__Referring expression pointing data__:

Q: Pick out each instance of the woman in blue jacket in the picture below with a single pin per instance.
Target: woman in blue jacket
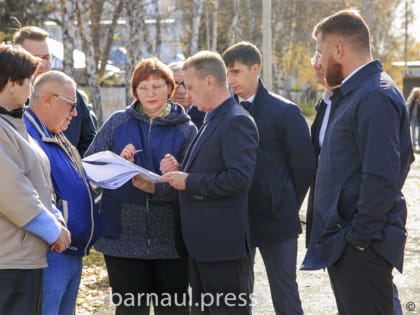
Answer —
(142, 243)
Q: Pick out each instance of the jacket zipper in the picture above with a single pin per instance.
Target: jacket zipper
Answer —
(149, 241)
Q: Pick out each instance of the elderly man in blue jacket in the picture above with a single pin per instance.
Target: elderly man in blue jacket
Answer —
(359, 211)
(284, 170)
(53, 105)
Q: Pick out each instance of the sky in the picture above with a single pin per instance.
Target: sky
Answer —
(416, 27)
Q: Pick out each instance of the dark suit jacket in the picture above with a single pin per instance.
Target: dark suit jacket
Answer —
(214, 211)
(285, 168)
(81, 130)
(362, 167)
(197, 116)
(320, 107)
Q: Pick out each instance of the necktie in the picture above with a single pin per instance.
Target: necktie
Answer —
(194, 143)
(246, 105)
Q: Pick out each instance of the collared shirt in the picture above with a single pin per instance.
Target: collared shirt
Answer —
(249, 99)
(354, 72)
(324, 124)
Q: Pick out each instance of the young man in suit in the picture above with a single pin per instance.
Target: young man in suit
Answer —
(359, 212)
(213, 191)
(284, 170)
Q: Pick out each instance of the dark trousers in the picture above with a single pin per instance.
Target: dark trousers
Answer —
(221, 287)
(137, 284)
(280, 265)
(362, 283)
(20, 291)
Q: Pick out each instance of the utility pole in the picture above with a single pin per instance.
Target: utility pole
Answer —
(267, 45)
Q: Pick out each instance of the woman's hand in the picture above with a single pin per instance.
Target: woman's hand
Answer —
(143, 184)
(128, 152)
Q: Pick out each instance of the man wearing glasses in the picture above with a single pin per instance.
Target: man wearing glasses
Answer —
(53, 105)
(82, 128)
(180, 94)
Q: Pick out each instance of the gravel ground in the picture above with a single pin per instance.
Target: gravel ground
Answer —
(314, 287)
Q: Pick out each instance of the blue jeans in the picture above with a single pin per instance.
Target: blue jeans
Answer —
(415, 132)
(61, 283)
(280, 265)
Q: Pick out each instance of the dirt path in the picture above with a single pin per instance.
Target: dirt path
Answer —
(314, 287)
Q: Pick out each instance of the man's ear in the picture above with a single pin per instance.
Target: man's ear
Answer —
(339, 50)
(210, 80)
(256, 68)
(11, 86)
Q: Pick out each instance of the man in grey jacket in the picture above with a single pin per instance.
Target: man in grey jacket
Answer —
(27, 222)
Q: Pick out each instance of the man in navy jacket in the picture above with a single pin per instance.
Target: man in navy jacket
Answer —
(359, 212)
(285, 168)
(213, 191)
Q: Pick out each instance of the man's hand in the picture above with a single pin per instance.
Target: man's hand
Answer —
(63, 241)
(169, 164)
(176, 179)
(128, 152)
(143, 184)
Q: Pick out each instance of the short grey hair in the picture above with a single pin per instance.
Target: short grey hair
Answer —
(43, 83)
(206, 63)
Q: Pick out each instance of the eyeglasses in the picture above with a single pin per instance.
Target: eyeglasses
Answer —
(68, 101)
(315, 58)
(154, 89)
(179, 84)
(45, 58)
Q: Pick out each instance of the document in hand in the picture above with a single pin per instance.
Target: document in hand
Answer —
(109, 170)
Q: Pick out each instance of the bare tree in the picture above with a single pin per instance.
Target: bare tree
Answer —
(195, 30)
(215, 24)
(68, 11)
(86, 34)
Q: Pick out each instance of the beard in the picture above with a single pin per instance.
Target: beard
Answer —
(334, 73)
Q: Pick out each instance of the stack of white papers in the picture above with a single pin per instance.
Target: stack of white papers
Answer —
(109, 170)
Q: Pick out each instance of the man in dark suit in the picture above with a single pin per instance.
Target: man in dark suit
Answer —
(318, 129)
(180, 94)
(213, 191)
(284, 170)
(359, 212)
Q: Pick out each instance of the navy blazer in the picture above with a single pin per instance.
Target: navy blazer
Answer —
(197, 117)
(285, 168)
(320, 108)
(362, 167)
(214, 211)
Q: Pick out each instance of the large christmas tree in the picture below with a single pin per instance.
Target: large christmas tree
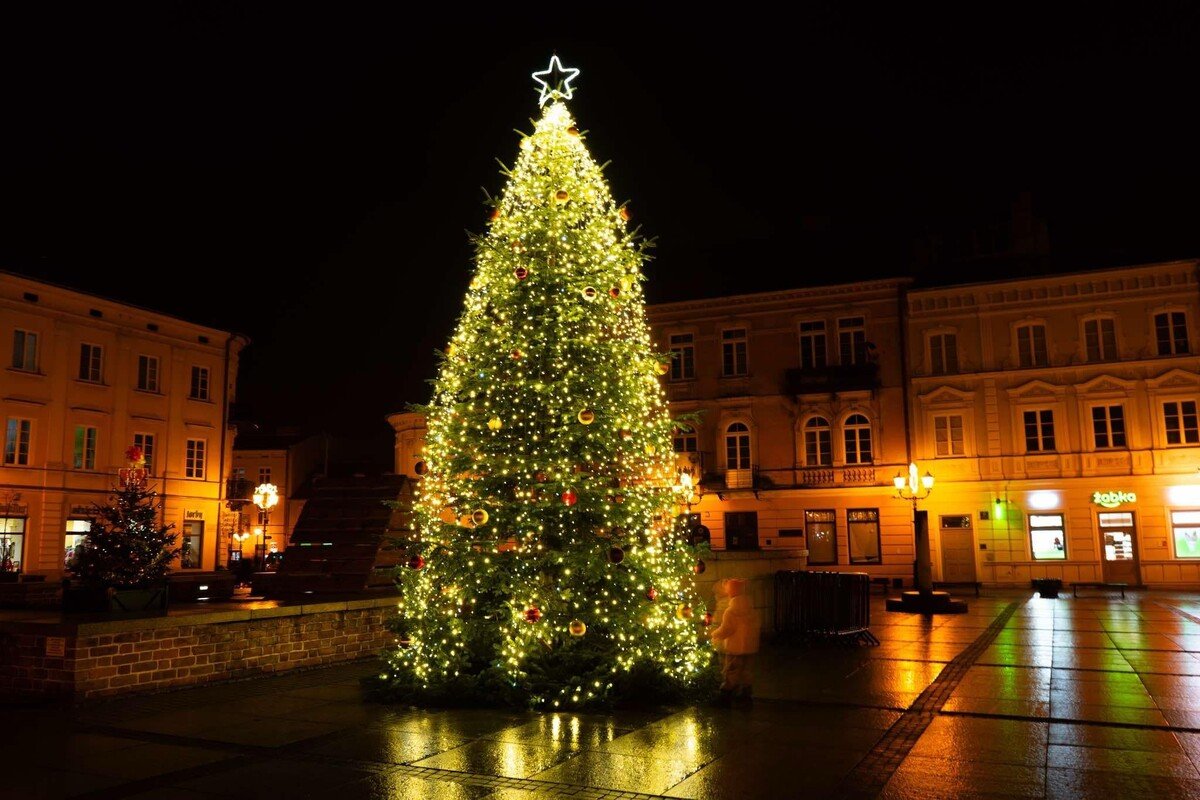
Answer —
(549, 566)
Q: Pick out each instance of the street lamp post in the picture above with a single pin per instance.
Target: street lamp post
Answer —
(267, 497)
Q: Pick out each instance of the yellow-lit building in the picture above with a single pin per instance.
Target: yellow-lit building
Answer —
(1057, 415)
(84, 378)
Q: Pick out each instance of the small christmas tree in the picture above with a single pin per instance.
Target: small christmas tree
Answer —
(126, 546)
(550, 569)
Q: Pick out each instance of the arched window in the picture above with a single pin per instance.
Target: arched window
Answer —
(737, 446)
(857, 432)
(817, 443)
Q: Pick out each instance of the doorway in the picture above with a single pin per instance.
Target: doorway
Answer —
(958, 548)
(741, 530)
(1119, 535)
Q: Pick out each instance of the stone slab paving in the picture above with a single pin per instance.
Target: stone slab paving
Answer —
(1021, 697)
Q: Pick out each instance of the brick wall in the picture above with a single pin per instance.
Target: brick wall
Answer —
(124, 656)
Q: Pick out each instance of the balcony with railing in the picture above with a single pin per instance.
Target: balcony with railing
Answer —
(832, 378)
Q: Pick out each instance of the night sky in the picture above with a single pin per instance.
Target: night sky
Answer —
(307, 176)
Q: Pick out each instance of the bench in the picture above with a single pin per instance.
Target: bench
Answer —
(959, 584)
(1098, 584)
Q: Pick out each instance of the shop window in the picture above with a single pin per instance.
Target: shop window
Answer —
(864, 535)
(1048, 536)
(76, 531)
(192, 545)
(821, 536)
(1186, 533)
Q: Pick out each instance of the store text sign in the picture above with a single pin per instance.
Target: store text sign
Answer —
(1113, 499)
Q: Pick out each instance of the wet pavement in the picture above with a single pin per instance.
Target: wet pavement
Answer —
(1025, 697)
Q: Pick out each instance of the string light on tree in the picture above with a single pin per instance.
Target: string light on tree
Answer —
(545, 511)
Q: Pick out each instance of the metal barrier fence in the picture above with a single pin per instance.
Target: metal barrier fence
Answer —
(823, 605)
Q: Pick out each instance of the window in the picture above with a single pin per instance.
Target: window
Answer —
(77, 530)
(821, 536)
(1180, 419)
(737, 446)
(1101, 340)
(1039, 431)
(1031, 346)
(813, 353)
(948, 438)
(199, 383)
(16, 441)
(193, 465)
(24, 350)
(145, 440)
(684, 440)
(817, 443)
(148, 373)
(857, 435)
(12, 543)
(1186, 529)
(1048, 537)
(85, 446)
(733, 352)
(1108, 426)
(91, 362)
(192, 545)
(851, 340)
(943, 354)
(683, 356)
(864, 535)
(1171, 332)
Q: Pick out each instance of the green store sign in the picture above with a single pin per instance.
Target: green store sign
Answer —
(1113, 499)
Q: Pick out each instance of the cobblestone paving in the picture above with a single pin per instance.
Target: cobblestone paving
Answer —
(1020, 697)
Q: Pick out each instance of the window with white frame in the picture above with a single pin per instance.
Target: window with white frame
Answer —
(948, 439)
(857, 438)
(85, 446)
(199, 389)
(24, 350)
(737, 446)
(683, 356)
(195, 457)
(148, 373)
(852, 340)
(813, 347)
(1101, 338)
(1108, 426)
(733, 352)
(1171, 332)
(145, 440)
(817, 441)
(91, 362)
(1039, 431)
(1180, 422)
(1031, 346)
(943, 354)
(17, 435)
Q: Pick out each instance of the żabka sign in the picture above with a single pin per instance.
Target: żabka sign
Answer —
(1113, 499)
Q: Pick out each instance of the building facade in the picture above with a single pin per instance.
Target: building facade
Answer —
(84, 379)
(1057, 415)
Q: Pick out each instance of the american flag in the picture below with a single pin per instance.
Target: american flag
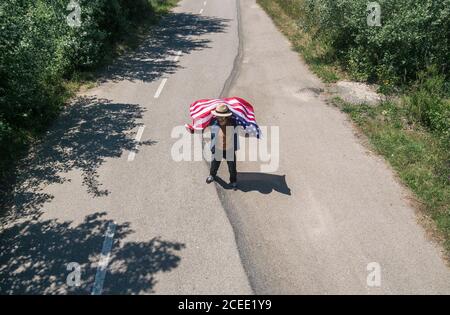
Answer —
(201, 113)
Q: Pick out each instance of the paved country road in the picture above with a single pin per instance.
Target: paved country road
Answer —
(102, 191)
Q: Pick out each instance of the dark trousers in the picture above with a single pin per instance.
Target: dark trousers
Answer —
(215, 163)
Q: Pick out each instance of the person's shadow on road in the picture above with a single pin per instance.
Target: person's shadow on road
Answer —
(264, 183)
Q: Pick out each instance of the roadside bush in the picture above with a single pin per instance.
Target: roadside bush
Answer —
(426, 104)
(414, 34)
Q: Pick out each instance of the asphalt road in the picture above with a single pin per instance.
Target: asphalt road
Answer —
(104, 192)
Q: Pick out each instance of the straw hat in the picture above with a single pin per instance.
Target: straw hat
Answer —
(222, 110)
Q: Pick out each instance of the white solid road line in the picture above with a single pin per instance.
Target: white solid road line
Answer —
(160, 88)
(132, 154)
(104, 259)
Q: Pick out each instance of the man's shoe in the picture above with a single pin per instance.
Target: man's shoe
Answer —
(209, 179)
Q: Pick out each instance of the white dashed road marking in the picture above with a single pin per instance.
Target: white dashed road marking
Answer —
(160, 88)
(132, 154)
(104, 259)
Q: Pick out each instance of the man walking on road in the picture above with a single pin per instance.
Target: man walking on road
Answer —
(224, 143)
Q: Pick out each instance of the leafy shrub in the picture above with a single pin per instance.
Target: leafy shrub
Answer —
(38, 50)
(413, 35)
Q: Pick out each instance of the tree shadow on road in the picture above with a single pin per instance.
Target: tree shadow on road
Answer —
(34, 258)
(155, 57)
(34, 253)
(261, 182)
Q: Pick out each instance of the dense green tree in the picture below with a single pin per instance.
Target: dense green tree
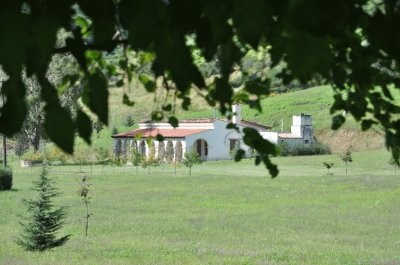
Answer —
(352, 45)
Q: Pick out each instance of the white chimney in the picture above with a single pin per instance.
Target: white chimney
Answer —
(236, 114)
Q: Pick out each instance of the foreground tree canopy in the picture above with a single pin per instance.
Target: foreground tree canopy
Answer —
(352, 45)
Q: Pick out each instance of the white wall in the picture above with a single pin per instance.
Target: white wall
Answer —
(217, 140)
(270, 136)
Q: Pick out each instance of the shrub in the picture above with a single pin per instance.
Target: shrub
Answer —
(304, 150)
(5, 178)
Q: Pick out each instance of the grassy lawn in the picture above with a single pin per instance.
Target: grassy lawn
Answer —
(225, 213)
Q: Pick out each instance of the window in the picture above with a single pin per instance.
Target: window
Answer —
(233, 144)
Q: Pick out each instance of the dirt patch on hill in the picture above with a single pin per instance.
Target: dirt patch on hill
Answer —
(343, 138)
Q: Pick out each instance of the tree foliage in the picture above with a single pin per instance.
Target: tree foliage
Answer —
(352, 45)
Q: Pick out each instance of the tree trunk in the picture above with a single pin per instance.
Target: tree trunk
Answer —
(4, 151)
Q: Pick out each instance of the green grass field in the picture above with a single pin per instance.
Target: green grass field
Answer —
(225, 213)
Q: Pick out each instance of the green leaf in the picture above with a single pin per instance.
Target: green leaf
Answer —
(84, 126)
(103, 18)
(173, 121)
(95, 95)
(157, 115)
(167, 107)
(239, 155)
(127, 101)
(59, 127)
(14, 111)
(337, 121)
(159, 137)
(252, 19)
(148, 84)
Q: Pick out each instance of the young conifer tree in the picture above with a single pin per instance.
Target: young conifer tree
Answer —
(40, 232)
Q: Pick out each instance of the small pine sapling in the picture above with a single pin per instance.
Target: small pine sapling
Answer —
(191, 158)
(394, 163)
(328, 166)
(40, 233)
(84, 193)
(136, 158)
(346, 157)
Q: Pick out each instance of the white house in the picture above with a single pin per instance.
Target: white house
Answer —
(209, 137)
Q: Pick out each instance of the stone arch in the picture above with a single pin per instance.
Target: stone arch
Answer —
(161, 150)
(169, 156)
(142, 147)
(201, 147)
(152, 150)
(178, 151)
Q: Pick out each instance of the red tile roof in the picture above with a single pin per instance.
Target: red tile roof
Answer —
(256, 124)
(197, 120)
(152, 132)
(288, 136)
(211, 120)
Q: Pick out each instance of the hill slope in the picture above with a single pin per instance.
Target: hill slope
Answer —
(276, 109)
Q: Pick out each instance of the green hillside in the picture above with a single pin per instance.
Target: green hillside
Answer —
(276, 109)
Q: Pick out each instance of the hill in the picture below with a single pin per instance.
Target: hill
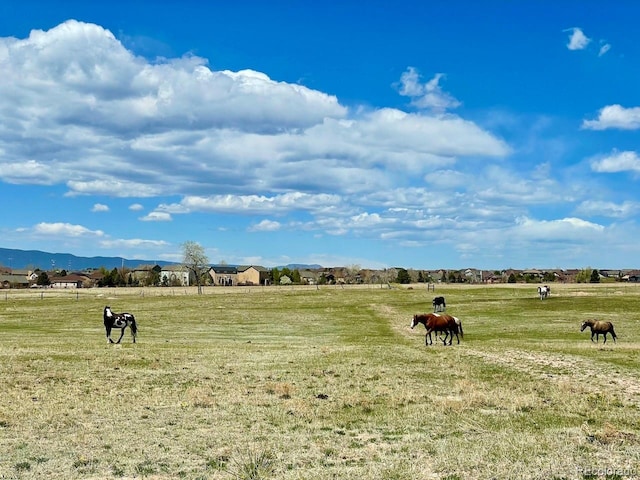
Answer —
(33, 259)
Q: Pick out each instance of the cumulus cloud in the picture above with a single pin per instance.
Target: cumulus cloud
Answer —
(625, 209)
(93, 116)
(65, 230)
(157, 217)
(553, 230)
(577, 39)
(253, 204)
(427, 95)
(604, 48)
(99, 207)
(135, 243)
(615, 116)
(627, 161)
(266, 226)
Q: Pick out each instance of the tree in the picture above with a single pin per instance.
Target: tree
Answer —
(403, 276)
(195, 260)
(43, 279)
(584, 275)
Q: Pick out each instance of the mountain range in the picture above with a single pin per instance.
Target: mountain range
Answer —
(32, 259)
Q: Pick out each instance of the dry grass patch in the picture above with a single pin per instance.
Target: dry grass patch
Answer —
(329, 383)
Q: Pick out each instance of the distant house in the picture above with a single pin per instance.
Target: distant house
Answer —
(224, 275)
(69, 281)
(142, 272)
(309, 277)
(175, 275)
(253, 275)
(632, 276)
(9, 280)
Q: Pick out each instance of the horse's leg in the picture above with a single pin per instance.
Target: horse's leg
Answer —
(121, 335)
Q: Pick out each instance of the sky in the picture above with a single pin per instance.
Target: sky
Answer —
(441, 134)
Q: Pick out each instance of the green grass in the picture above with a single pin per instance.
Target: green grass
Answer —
(329, 383)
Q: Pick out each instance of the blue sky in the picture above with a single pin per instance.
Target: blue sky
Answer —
(487, 134)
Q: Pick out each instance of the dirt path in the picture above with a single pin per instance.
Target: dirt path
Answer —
(564, 367)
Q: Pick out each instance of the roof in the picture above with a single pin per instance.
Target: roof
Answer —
(244, 268)
(225, 269)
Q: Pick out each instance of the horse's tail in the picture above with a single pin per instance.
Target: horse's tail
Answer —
(134, 327)
(459, 323)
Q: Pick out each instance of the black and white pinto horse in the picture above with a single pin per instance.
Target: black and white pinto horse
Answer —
(121, 321)
(439, 305)
(544, 291)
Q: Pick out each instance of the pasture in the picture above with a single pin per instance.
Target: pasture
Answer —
(328, 383)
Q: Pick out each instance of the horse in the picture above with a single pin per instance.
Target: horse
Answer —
(121, 321)
(436, 322)
(544, 292)
(599, 327)
(439, 305)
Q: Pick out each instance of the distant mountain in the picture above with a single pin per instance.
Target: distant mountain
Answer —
(301, 266)
(47, 261)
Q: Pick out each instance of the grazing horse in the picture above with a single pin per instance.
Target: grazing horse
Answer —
(544, 291)
(599, 327)
(439, 305)
(436, 322)
(121, 321)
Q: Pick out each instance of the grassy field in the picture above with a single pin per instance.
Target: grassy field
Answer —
(329, 383)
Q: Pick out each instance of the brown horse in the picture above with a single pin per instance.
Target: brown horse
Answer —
(439, 322)
(599, 327)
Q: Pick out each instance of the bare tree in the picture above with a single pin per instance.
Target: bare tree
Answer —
(195, 260)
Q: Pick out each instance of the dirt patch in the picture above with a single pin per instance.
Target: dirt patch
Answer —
(560, 367)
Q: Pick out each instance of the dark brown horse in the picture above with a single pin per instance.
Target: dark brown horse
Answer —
(599, 327)
(439, 322)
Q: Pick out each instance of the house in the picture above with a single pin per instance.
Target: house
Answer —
(10, 280)
(142, 273)
(175, 275)
(224, 275)
(253, 275)
(632, 276)
(73, 280)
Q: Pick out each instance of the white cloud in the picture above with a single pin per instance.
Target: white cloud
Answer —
(617, 162)
(266, 226)
(156, 217)
(133, 243)
(99, 207)
(253, 204)
(615, 116)
(105, 122)
(66, 230)
(577, 39)
(604, 48)
(625, 209)
(427, 95)
(554, 230)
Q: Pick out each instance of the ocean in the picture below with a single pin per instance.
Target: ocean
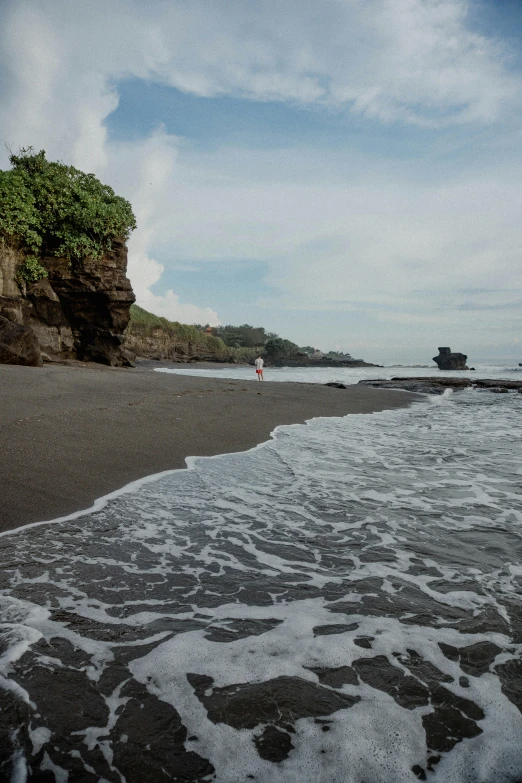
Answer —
(340, 604)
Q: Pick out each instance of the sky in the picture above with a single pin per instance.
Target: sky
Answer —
(346, 173)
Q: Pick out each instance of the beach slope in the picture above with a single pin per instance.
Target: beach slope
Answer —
(71, 434)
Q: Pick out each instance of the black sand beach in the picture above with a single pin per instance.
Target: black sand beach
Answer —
(71, 434)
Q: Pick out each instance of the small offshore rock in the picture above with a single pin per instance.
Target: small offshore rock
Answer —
(446, 360)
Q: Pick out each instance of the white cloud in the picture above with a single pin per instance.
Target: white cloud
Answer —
(334, 234)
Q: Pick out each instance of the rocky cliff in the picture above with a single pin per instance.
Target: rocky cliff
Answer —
(79, 311)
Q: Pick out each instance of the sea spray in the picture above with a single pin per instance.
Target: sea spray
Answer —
(339, 605)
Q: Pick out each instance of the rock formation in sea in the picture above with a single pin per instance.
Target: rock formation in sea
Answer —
(446, 360)
(79, 311)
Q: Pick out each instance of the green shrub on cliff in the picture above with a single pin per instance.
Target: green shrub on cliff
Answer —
(48, 207)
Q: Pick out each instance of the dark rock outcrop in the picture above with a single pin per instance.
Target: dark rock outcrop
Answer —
(18, 344)
(302, 360)
(79, 311)
(446, 360)
(438, 385)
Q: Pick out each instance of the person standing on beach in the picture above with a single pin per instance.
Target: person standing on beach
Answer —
(259, 368)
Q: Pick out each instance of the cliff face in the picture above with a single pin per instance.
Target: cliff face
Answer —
(79, 311)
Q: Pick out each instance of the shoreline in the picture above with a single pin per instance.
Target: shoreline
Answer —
(71, 436)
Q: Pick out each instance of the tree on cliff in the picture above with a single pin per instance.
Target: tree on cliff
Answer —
(277, 348)
(50, 208)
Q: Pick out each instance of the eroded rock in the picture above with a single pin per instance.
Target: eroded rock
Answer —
(18, 344)
(446, 360)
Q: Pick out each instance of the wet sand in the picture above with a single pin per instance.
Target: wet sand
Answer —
(71, 434)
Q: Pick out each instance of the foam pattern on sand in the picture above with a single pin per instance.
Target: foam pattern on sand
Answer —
(340, 605)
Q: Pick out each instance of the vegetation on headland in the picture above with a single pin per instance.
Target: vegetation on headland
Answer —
(50, 208)
(227, 343)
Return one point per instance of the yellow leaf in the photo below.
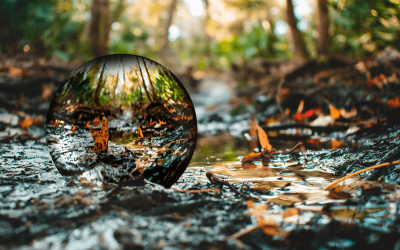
(262, 136)
(251, 157)
(335, 113)
(101, 137)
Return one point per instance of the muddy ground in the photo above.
(273, 202)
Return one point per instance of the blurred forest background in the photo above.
(199, 34)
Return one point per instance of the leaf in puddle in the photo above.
(266, 220)
(101, 137)
(394, 103)
(251, 157)
(262, 136)
(289, 212)
(334, 112)
(26, 122)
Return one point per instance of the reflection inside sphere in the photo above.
(118, 117)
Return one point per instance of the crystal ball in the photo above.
(121, 117)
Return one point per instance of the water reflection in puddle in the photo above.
(282, 180)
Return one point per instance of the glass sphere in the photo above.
(119, 117)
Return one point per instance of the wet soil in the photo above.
(41, 209)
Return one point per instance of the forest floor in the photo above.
(345, 113)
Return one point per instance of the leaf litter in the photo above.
(273, 199)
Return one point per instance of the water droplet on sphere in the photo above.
(121, 116)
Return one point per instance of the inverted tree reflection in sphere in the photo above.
(121, 116)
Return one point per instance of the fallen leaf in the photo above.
(336, 144)
(394, 103)
(15, 71)
(262, 136)
(251, 157)
(350, 114)
(96, 121)
(301, 106)
(26, 122)
(289, 212)
(101, 137)
(334, 112)
(139, 165)
(299, 117)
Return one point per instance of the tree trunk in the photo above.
(165, 47)
(143, 83)
(153, 93)
(99, 85)
(272, 39)
(99, 27)
(296, 41)
(322, 26)
(207, 38)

__Task brief__: Of the entries above, tally the lines with "hair" in them. Only the total should be given.

__Solution to the problem__: 2